» **Textauszug**:
-=-=-

EXPO. Weltentwerfen

Obwohl wir uns in dem Kurs ExPo. Experiment + Design unter dem großen Begriff ‹Weltentwerfen› mit scheinbar unspektakulären Dingen beschäftigt haben, war er wegweisend. Er geht auf Richard Buckminster Fuller zurück, der Anfang der 1960er Jahre die Hochschulen aufforderte, sie mögen ihre «außergewöhnlichen intellektuellen Ressourcen freisetzen, um die Design-Wissenschaft und ihre Anwendung auf die Weltplanung zu etablieren.»1
 
Vor dem Hintergrund des Kalten Krieges und der postindustriellen, teilweise schon computerbasierten Umgestaltung von Lebenswelten2 waren die 1950er und 1960er Jahre von «einer großen Offenheit gegenüber wissenschaftlichen und technologischen Versuchsanordnungen»3 geprägt. Die kybernetische These, dass die Interaktion von Mensch und Maschine ein sich selbst regulierendes System sei, hat diese Euphorie gespeist und ein Wunschdenken genährt, dass alle Probleme der Welt mit mathematischen und kombinatorischen Methoden lösbar seien.

-=-=-

» **Datensatzauszüge zum Zeigen auf Objekte**:

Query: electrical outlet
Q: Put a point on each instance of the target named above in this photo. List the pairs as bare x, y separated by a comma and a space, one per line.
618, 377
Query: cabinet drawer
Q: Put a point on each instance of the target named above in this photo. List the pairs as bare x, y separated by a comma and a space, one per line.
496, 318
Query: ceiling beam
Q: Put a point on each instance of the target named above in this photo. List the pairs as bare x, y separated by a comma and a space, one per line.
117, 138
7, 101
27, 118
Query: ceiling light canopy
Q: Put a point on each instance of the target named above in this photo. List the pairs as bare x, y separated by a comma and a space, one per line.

-=-=-

» **Arbeitsauftrag A**: Wovon waren die 1950er und 1960er Jahre laut dem Textauszug geprägt?
» **Arbeitsauftrag B**: Schreibe aus der Auflistung die Zeilen von der Zeile mit "Query: ceiling beam" bis einschließlich der letzten Zeile der Auflistung genau ab.

» **Lösung der Aufgabe A**: Von einer großen Offenheit gegenüber wissenschaftlichen und technologischen Versuchsanordnungen.

» **Lösung der Aufgabe B**:
Query: ceiling beam
Q: Put a point on each instance of the target named above in this photo. List the pairs as bare x, y separated by a comma and a space, one per line.
117, 138
7, 101
27, 118
Query: ceiling light canopy
Q: Put a point on each instance of the target named above in this photo. List the pairs as bare x, y separated by a comma and a space, one per line.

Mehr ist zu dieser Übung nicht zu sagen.